◆ SET TASKS ◆
**1)** In the photography pricing thread, what rate did the employer offer in response to the $7 per puppy proposal?
**2)** Please reproduce the photography pricing thread from "## ronlane (Nov" to "to their customer.).", swapping "kennel" for "shelter".
**3)** List every distinct dollar amount mentioned in the photography pricing thread.

◆ EXCERPTED PASSAGE ◆
□ □ □ □
# Questions about selling myself as a Product Photographer



## odanshan (Nov 25, 2013)

Good Morning!

I have been contacted to be a contract photographer for a local kennel. It is a reoccurring, weekly job. I would be taking photos of about 35 puppies every week, I have to edit the photos and upload them onto a website and social media sites. I have done this type of contract job before for a jewelry company. There I was paid $16.00 per hour. For this job, the employer and I agreed that getting paid per puppy would be easier on everyone. Based on my research I came to the number of $7 per puppy which includes the photos, editing and uploading. This is a pretty specific job and it requires an additional knowledge of dog training and patience. The employer counter offered $2 per puppy. I dont know if I should be offended or not. Based on my research other photographers in my area charge upwards of $20 per product for over 30 products. I really felt like I was giving them a good deal. I really want this job but if they cant afford to pay me any more that $2 a puppy, how do I tell them that there is no way any photographer would take that job. I guess my main questions is how do I politely counter offer without losing my worth as a photographer?

Odanshan


----------



## robbins.photo (Nov 25, 2013)

Might want to explain to the employer the time it will take to not only take the photos, but the editing and uploading, etc - and convert that $2 per puppy into an hourly wage, which will most likely work out to less than $2 an hour.   You could make more working for Mcdonalds.


----------



## ronlane (Nov 25, 2013)

The kennel, I'm assuming is a business person. They should understand that you have costs that have to be covered. Just tell them that this is the lowest amount you can do it for and still make some money. It's not like the kennel is eating that cost (they can just pass it on to their customer.).
□ □ □ □
◆ Labeled-object pointing entries ◆
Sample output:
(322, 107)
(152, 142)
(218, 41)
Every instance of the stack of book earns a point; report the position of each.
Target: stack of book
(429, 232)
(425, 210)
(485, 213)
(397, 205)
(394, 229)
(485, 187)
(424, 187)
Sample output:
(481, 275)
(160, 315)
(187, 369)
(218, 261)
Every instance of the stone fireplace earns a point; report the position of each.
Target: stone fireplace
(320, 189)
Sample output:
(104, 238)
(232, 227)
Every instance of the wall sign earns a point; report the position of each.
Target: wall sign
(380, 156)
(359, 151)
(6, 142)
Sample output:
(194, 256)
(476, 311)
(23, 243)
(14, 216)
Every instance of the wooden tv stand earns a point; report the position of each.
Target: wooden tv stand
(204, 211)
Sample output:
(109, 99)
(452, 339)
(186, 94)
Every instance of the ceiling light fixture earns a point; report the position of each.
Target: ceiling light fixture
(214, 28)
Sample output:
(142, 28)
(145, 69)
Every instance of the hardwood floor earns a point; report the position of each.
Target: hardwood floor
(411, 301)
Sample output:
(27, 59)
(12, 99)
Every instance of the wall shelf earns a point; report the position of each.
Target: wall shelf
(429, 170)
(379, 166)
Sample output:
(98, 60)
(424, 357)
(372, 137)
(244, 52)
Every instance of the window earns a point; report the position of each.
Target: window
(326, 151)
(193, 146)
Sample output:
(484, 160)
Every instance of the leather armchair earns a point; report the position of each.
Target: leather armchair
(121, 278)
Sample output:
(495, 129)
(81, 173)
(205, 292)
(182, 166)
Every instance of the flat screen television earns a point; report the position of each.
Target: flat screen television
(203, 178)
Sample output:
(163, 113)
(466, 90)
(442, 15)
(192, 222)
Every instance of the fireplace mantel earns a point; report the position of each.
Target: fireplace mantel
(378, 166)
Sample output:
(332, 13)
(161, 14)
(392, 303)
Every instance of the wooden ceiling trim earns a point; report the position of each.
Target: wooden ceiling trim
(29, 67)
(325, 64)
□ □ □ □
◆ EXPECTED OUTPUTS ◆
**1)** $2 per puppy.

**2)**
## ronlane (Nov 25, 2013)

The shelter, I'm assuming is a business person. They should understand that you have costs that have to be covered. Just tell them that this is the lowest amount you can do it for and still make some money. It's not like the shelter is eating that cost (they can just pass it on to their customer.).

**3)** $16.00, $7, $2, $20